**Task 1:** Format the object pointing entries as a JSON list of strings, with one string per line and blank lines left out.
____ Page extract
Yesterday made a trip to my steel supplier and picked up a 2' piece of 2 x 2 square tube, and actually cut two bar frame mounts brackets. Dug out the 1/4" flat stock from the metal rack and found it's not 3" but 4" wide and cut two 6" length pieces that will be trimmed to weld into the frame to attach the mounts for the bar. Good thing the old horizontal band saw still cuts pretty straight yet.
Then got on the phone to CA and ordered 4 Delrin bushings and two 1 3/4" OD x 3" chrome-moly tubes for the mounts. Once they arrive the bar mounts can get done as the first physical part of this projects. Spent my first 100 bucks on this project now, many more to come.

Later this week will call Speedway and order a 37 1/2" X 1 1/4" bar drilled 3/4". Thinking there is no over the counter bar arms to fit my needs, will need to discuss having just blanks made with broached, indexed splines on the one end. Will then need to whittle out the unique arms and fab them myself.
There are 48 and 49 spline bars available in a 1 1/4" bars, don't need to get caught up in a mismatch of parts there.
________
____ Data for processing
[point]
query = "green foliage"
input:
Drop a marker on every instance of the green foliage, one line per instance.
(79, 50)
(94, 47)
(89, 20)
________
**Task 2:** Translate this sentence from the post about making the bar mounts into Spanish: "Good thing the old horizontal band saw still cuts pretty straight yet."

**Result 1:**
[
  "[point]",
  "query = \"green foliage\"",
  "input:",
  "Drop a marker on every instance of the green foliage, one line per instance.",
  "(79, 50)",
  "(94, 47)",
  "(89, 20)"
]

**Result 2:** Menos mal que la vieja sierra de cinta horizontal todavía corta bastante recto.